• **Task brief**: Repeat the listing exactly, line by line, and leave the pictures behind.

• **Data supplied**:

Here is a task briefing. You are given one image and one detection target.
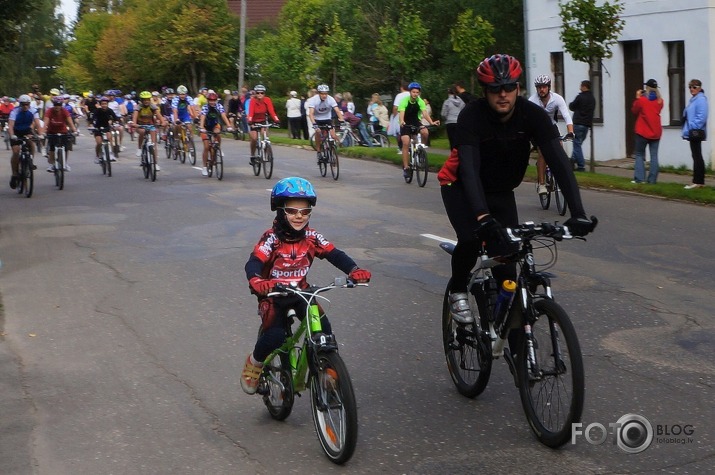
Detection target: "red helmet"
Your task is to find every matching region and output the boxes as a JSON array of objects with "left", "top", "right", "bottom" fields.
[
  {"left": 207, "top": 92, "right": 218, "bottom": 100},
  {"left": 476, "top": 54, "right": 522, "bottom": 87}
]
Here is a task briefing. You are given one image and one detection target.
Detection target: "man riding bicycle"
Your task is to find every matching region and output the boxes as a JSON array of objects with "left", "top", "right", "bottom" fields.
[
  {"left": 307, "top": 84, "right": 344, "bottom": 163},
  {"left": 132, "top": 91, "right": 166, "bottom": 171},
  {"left": 8, "top": 94, "right": 44, "bottom": 189},
  {"left": 398, "top": 82, "right": 439, "bottom": 178},
  {"left": 198, "top": 92, "right": 232, "bottom": 176},
  {"left": 246, "top": 84, "right": 280, "bottom": 165},
  {"left": 172, "top": 85, "right": 197, "bottom": 141},
  {"left": 437, "top": 54, "right": 596, "bottom": 333}
]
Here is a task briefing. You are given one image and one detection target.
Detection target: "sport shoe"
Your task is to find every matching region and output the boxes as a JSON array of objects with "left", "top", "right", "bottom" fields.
[
  {"left": 684, "top": 183, "right": 705, "bottom": 189},
  {"left": 240, "top": 353, "right": 262, "bottom": 395},
  {"left": 249, "top": 156, "right": 255, "bottom": 165},
  {"left": 46, "top": 166, "right": 55, "bottom": 172},
  {"left": 155, "top": 164, "right": 160, "bottom": 171},
  {"left": 94, "top": 157, "right": 101, "bottom": 164},
  {"left": 136, "top": 149, "right": 142, "bottom": 157},
  {"left": 120, "top": 145, "right": 126, "bottom": 152},
  {"left": 110, "top": 157, "right": 117, "bottom": 162},
  {"left": 202, "top": 167, "right": 208, "bottom": 176},
  {"left": 9, "top": 175, "right": 18, "bottom": 189},
  {"left": 537, "top": 184, "right": 548, "bottom": 195},
  {"left": 64, "top": 164, "right": 71, "bottom": 172},
  {"left": 403, "top": 168, "right": 410, "bottom": 178},
  {"left": 448, "top": 292, "right": 474, "bottom": 324}
]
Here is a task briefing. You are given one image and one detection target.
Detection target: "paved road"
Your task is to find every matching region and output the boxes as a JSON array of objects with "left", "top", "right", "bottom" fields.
[{"left": 0, "top": 132, "right": 713, "bottom": 474}]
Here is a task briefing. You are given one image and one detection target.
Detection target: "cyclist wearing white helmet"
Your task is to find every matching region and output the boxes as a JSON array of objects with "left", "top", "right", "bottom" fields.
[
  {"left": 246, "top": 85, "right": 280, "bottom": 164},
  {"left": 528, "top": 74, "right": 574, "bottom": 195},
  {"left": 306, "top": 84, "right": 344, "bottom": 163},
  {"left": 8, "top": 94, "right": 44, "bottom": 189},
  {"left": 171, "top": 85, "right": 197, "bottom": 140}
]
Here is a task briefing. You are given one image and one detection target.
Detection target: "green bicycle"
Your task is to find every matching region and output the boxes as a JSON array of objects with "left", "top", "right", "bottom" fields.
[{"left": 257, "top": 278, "right": 364, "bottom": 464}]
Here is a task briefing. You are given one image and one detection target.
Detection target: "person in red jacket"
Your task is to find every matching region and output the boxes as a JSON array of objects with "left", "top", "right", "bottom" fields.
[
  {"left": 631, "top": 79, "right": 664, "bottom": 184},
  {"left": 246, "top": 84, "right": 280, "bottom": 164},
  {"left": 44, "top": 96, "right": 78, "bottom": 172}
]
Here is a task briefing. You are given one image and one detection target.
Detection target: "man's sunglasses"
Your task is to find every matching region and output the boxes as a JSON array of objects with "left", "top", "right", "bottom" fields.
[
  {"left": 282, "top": 207, "right": 312, "bottom": 216},
  {"left": 486, "top": 83, "right": 518, "bottom": 94}
]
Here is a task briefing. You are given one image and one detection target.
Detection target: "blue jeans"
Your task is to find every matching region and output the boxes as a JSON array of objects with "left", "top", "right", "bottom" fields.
[
  {"left": 571, "top": 124, "right": 589, "bottom": 169},
  {"left": 633, "top": 134, "right": 659, "bottom": 183}
]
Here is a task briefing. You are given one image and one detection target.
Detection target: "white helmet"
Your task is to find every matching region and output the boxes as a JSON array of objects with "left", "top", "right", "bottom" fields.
[
  {"left": 176, "top": 85, "right": 188, "bottom": 94},
  {"left": 317, "top": 84, "right": 329, "bottom": 93},
  {"left": 254, "top": 84, "right": 266, "bottom": 92},
  {"left": 534, "top": 74, "right": 551, "bottom": 86},
  {"left": 18, "top": 94, "right": 32, "bottom": 103}
]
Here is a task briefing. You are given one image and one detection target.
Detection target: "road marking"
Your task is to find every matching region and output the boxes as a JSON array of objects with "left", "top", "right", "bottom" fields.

• **Exercise response**:
Here is a task briefing. You are given one image and one detection target.
Detection target: "red helmet"
Your task is to find every matching region and output the boxes as a JSON array of objects with "left", "top", "right", "bottom" fields.
[
  {"left": 207, "top": 92, "right": 218, "bottom": 100},
  {"left": 476, "top": 54, "right": 522, "bottom": 87}
]
Here is a task briefing. You are given one image and one detection target.
Detection target: "man riding bicycle"
Your task is to find every matching region and output the boxes as a JSON array of objects with "left", "top", "right", "bottom" fields.
[
  {"left": 307, "top": 84, "right": 344, "bottom": 163},
  {"left": 132, "top": 91, "right": 166, "bottom": 171},
  {"left": 8, "top": 94, "right": 44, "bottom": 189},
  {"left": 398, "top": 82, "right": 439, "bottom": 178},
  {"left": 198, "top": 92, "right": 232, "bottom": 176},
  {"left": 246, "top": 84, "right": 280, "bottom": 165},
  {"left": 172, "top": 85, "right": 197, "bottom": 141},
  {"left": 437, "top": 54, "right": 596, "bottom": 333}
]
Here is a task briefing. You are given one image and one detection target.
Detection target: "sport shoe"
Your task is to find every matching region and output the boxes as a JSON array of objects with "left", "top", "right", "bottom" fields.
[
  {"left": 684, "top": 183, "right": 705, "bottom": 189},
  {"left": 240, "top": 353, "right": 262, "bottom": 395},
  {"left": 249, "top": 156, "right": 255, "bottom": 165},
  {"left": 46, "top": 166, "right": 55, "bottom": 172},
  {"left": 155, "top": 164, "right": 160, "bottom": 171},
  {"left": 94, "top": 157, "right": 101, "bottom": 164},
  {"left": 136, "top": 149, "right": 142, "bottom": 157},
  {"left": 120, "top": 145, "right": 126, "bottom": 152},
  {"left": 110, "top": 157, "right": 117, "bottom": 162},
  {"left": 202, "top": 167, "right": 208, "bottom": 176},
  {"left": 9, "top": 175, "right": 18, "bottom": 189},
  {"left": 537, "top": 184, "right": 548, "bottom": 195},
  {"left": 64, "top": 164, "right": 71, "bottom": 172},
  {"left": 403, "top": 168, "right": 410, "bottom": 178},
  {"left": 448, "top": 292, "right": 474, "bottom": 324}
]
Here is a task briefing. You are given one image and one detection target.
Detection target: "paved road"
Your task is to find every matching region and output the boxes as a JSON array of objects with "left", "top", "right", "bottom" fields.
[{"left": 0, "top": 132, "right": 713, "bottom": 474}]
Here is a task briefing. You are given one image and one detection target.
Detection target: "cyclist wearing white helmet"
Your task is to find every matching region and output the boxes as a JSON array of objects with "left", "top", "right", "bottom" fields.
[
  {"left": 246, "top": 85, "right": 280, "bottom": 164},
  {"left": 528, "top": 74, "right": 574, "bottom": 195},
  {"left": 306, "top": 84, "right": 344, "bottom": 163},
  {"left": 8, "top": 94, "right": 44, "bottom": 189},
  {"left": 171, "top": 85, "right": 197, "bottom": 140}
]
Here is a task briefing. You are given one image and one detection target.
Detection target: "green bicycle"
Your task is to find every matching region and output the boxes as a JSON array of objects with "left", "top", "right", "bottom" fields.
[{"left": 257, "top": 278, "right": 364, "bottom": 464}]
Here is a task briefing. You are given one image and one detection target.
Detection target: "person in red jacket"
Your task is to find every matching region and output the boxes as a JSON array of objects with "left", "top", "right", "bottom" fields.
[
  {"left": 631, "top": 79, "right": 664, "bottom": 184},
  {"left": 246, "top": 84, "right": 280, "bottom": 164},
  {"left": 44, "top": 96, "right": 78, "bottom": 172}
]
Here is a task briefing. You are given one image and one detection target.
Detection target: "man's sunglasses"
Your task is to find every matching region and output the boxes as a JSON array of objects with "left", "top", "right", "bottom" fields.
[
  {"left": 282, "top": 207, "right": 312, "bottom": 216},
  {"left": 486, "top": 83, "right": 518, "bottom": 94}
]
Here is a task briefing. You are given one image and one detection target.
Detection target: "blue jeans"
Your task is to find every matching region and output the boxes as a JSON array of objects with "left", "top", "right", "bottom" fields.
[
  {"left": 571, "top": 124, "right": 589, "bottom": 169},
  {"left": 633, "top": 134, "right": 659, "bottom": 183}
]
Here is a task briefing. You are given one image and one detection target.
Detection target: "white helmet"
Your task is to find every matching region and output the boxes as a JSON array of objects with "left", "top", "right", "bottom" fields.
[
  {"left": 176, "top": 85, "right": 188, "bottom": 94},
  {"left": 317, "top": 84, "right": 329, "bottom": 93},
  {"left": 254, "top": 84, "right": 266, "bottom": 92},
  {"left": 534, "top": 74, "right": 551, "bottom": 86},
  {"left": 18, "top": 94, "right": 32, "bottom": 103}
]
Here is a task briefing. You are given one image and one detection target.
Detection target: "road marking"
Your task is to find every matching region and output the boxes as a JSON array of objects with "left", "top", "right", "bottom" fields.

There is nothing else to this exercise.